PROBLEM: Provide only the number of lines in the listing that contain the word "floor".

[Start of Attachment]

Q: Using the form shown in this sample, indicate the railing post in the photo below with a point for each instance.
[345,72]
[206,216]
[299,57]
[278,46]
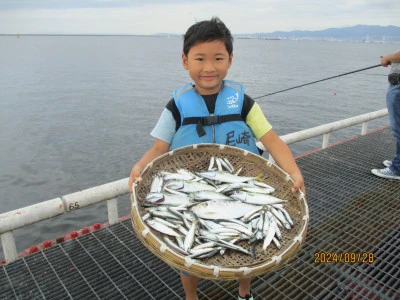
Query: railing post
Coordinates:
[364,128]
[9,247]
[325,141]
[112,208]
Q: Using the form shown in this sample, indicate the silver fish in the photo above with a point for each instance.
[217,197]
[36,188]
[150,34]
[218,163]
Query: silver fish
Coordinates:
[189,239]
[256,198]
[161,227]
[189,186]
[223,176]
[209,195]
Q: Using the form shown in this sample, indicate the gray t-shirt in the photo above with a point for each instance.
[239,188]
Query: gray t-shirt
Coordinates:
[395,68]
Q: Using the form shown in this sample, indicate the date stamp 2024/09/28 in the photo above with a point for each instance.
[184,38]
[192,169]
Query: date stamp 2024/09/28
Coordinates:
[344,257]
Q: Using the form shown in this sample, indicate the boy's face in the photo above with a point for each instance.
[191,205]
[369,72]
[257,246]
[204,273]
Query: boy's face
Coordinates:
[208,64]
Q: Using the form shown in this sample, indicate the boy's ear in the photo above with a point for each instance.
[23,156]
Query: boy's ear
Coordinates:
[184,61]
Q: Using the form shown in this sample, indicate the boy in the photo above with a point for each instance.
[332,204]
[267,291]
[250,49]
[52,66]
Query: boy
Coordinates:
[392,170]
[214,110]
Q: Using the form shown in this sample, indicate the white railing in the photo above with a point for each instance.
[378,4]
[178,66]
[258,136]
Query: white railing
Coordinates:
[109,192]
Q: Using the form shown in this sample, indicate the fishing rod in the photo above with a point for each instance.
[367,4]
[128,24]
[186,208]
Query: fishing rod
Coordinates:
[363,69]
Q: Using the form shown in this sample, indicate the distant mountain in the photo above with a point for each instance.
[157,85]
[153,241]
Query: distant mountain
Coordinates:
[363,33]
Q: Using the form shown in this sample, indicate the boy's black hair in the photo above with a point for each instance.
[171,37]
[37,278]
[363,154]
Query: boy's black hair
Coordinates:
[207,31]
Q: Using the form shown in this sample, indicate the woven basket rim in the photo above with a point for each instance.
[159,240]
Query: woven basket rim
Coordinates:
[197,267]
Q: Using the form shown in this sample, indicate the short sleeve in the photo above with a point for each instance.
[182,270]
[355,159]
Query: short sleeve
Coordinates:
[257,121]
[165,127]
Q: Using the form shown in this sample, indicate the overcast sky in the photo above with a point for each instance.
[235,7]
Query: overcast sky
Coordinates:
[175,16]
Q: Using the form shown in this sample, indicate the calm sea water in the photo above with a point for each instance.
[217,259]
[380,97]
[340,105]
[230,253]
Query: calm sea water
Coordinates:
[76,112]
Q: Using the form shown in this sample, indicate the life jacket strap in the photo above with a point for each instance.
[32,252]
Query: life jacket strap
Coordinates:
[211,120]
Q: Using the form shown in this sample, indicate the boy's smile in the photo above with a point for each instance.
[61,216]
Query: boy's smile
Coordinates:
[208,64]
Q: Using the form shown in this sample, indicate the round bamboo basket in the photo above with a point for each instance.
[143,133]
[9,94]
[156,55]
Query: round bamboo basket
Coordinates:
[232,265]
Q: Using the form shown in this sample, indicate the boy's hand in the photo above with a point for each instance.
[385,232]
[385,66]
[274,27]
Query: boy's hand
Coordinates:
[135,175]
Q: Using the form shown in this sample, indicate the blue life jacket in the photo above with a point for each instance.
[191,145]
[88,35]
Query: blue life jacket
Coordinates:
[225,126]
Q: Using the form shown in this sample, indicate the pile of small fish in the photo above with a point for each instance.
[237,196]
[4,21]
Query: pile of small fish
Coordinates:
[203,213]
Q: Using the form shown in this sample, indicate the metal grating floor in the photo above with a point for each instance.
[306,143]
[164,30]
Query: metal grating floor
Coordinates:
[351,211]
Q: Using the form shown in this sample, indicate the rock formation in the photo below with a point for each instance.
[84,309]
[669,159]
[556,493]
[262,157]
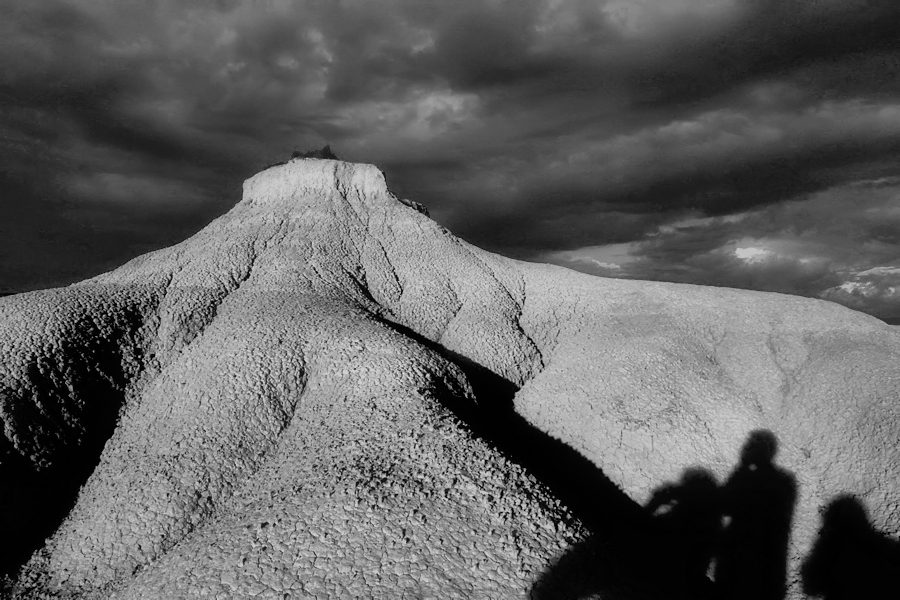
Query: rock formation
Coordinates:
[325,394]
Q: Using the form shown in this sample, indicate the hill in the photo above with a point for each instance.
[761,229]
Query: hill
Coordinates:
[326,394]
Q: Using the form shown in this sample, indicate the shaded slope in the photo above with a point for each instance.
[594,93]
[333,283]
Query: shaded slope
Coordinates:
[292,405]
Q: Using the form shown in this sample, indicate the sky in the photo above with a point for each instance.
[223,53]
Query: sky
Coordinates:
[743,143]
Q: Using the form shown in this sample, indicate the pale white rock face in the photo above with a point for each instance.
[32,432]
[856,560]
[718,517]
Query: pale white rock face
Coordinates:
[295,409]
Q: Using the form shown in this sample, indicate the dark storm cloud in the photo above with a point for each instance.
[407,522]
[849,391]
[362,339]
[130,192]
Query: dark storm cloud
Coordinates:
[533,127]
[839,244]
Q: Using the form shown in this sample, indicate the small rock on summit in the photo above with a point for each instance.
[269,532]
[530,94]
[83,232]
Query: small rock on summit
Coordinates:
[325,153]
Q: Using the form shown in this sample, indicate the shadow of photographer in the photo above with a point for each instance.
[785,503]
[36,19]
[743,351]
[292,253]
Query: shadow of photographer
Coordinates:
[694,539]
[850,559]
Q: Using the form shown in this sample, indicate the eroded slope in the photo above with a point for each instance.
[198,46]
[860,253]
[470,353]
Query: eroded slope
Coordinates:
[287,401]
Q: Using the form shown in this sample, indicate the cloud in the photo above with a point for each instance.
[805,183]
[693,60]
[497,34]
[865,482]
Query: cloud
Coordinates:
[536,128]
[839,244]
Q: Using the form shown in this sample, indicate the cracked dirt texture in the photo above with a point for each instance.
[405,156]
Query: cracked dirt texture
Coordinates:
[278,395]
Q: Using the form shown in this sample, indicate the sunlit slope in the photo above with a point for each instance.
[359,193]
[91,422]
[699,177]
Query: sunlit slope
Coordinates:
[280,392]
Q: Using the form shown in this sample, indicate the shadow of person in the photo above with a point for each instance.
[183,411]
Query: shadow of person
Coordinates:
[688,519]
[850,559]
[757,504]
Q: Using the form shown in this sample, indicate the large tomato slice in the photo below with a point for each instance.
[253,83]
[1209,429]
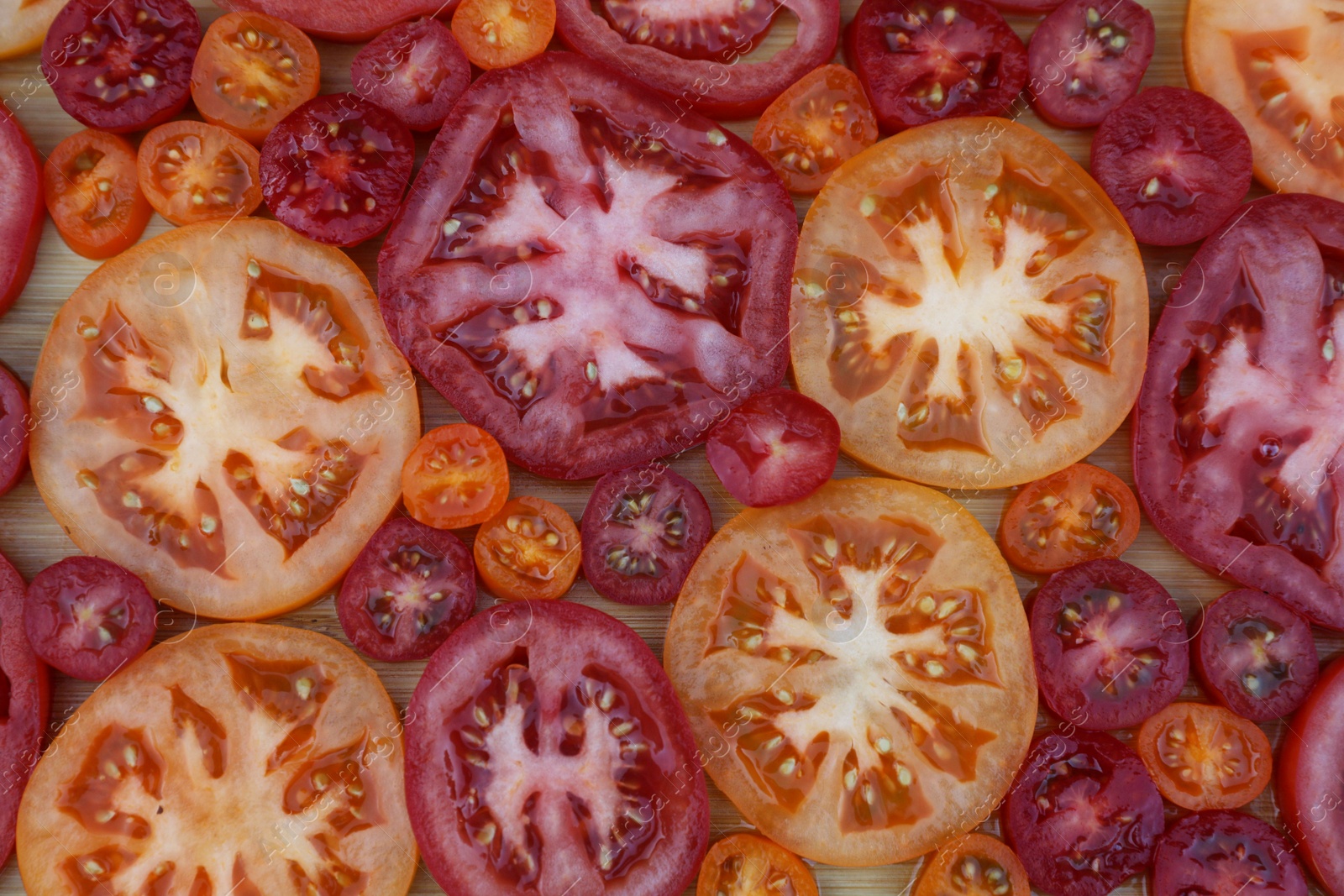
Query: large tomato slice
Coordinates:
[546,752]
[857,669]
[969,305]
[239,759]
[239,407]
[1236,438]
[588,277]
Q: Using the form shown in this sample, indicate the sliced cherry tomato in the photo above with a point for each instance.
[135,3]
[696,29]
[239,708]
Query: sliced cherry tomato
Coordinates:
[1079,513]
[121,65]
[528,551]
[1236,441]
[1082,815]
[416,70]
[252,71]
[409,589]
[335,170]
[643,528]
[255,759]
[969,305]
[622,335]
[750,866]
[815,127]
[858,671]
[232,406]
[93,192]
[1256,656]
[546,750]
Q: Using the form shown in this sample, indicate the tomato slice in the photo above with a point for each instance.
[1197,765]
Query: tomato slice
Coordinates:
[239,407]
[857,669]
[93,192]
[969,305]
[1079,513]
[586,328]
[121,65]
[548,752]
[1082,815]
[261,759]
[707,55]
[252,71]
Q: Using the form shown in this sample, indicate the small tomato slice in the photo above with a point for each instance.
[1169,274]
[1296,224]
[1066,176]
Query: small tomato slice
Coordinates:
[93,194]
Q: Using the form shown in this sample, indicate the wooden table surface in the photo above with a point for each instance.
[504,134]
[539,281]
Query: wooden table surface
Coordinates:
[33,540]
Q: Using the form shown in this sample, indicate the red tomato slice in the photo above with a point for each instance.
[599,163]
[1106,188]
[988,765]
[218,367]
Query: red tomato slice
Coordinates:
[589,329]
[546,750]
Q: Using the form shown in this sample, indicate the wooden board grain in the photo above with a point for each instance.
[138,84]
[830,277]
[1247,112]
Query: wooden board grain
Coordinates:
[33,540]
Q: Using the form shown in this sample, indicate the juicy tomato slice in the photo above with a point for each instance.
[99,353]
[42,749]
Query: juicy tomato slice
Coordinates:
[1079,513]
[262,759]
[858,672]
[409,589]
[416,70]
[750,866]
[1256,656]
[642,530]
[549,735]
[1236,441]
[252,71]
[1082,815]
[121,65]
[528,551]
[233,403]
[964,300]
[622,335]
[93,194]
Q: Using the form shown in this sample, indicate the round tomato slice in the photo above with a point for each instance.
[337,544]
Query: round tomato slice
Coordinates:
[1278,71]
[1236,437]
[707,55]
[239,409]
[969,305]
[255,759]
[589,328]
[857,669]
[546,752]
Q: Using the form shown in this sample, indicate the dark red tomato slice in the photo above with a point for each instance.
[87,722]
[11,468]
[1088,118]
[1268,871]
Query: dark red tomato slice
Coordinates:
[924,60]
[1175,163]
[1082,815]
[121,65]
[87,617]
[586,275]
[642,532]
[548,752]
[1225,852]
[336,168]
[1236,437]
[409,589]
[1086,58]
[776,448]
[1110,645]
[707,55]
[1256,656]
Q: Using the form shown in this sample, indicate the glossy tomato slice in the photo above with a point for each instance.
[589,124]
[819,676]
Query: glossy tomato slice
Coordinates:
[1256,656]
[642,531]
[1236,441]
[245,758]
[121,65]
[239,409]
[586,277]
[969,305]
[548,752]
[1082,815]
[706,55]
[857,669]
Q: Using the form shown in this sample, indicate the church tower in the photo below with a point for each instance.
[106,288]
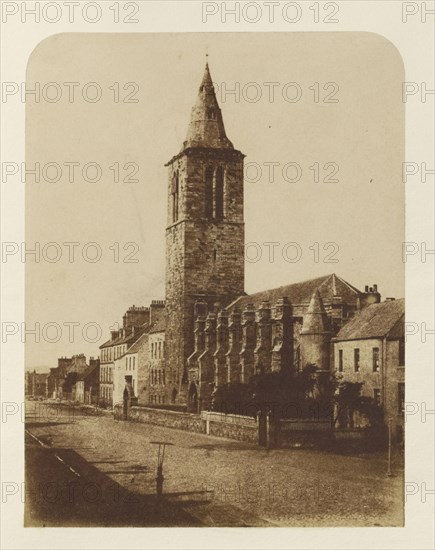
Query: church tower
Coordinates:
[205,229]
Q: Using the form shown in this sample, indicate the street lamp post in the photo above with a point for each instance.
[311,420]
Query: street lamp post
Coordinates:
[390,421]
[160,458]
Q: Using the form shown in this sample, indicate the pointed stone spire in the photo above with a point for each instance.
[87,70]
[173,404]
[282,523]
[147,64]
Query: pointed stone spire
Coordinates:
[316,319]
[206,128]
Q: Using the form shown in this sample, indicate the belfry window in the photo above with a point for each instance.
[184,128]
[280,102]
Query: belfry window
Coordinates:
[208,198]
[175,196]
[214,193]
[219,194]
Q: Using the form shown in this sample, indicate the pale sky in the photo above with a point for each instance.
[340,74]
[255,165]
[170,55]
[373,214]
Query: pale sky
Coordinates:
[363,133]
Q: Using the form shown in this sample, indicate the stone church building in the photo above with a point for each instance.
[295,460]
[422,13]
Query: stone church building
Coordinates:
[212,332]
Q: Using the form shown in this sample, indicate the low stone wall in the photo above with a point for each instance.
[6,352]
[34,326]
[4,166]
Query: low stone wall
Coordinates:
[159,417]
[302,433]
[231,426]
[287,434]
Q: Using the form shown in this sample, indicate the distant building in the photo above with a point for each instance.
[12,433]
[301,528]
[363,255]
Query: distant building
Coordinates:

[End of Attachment]

TASK SOLUTION: 2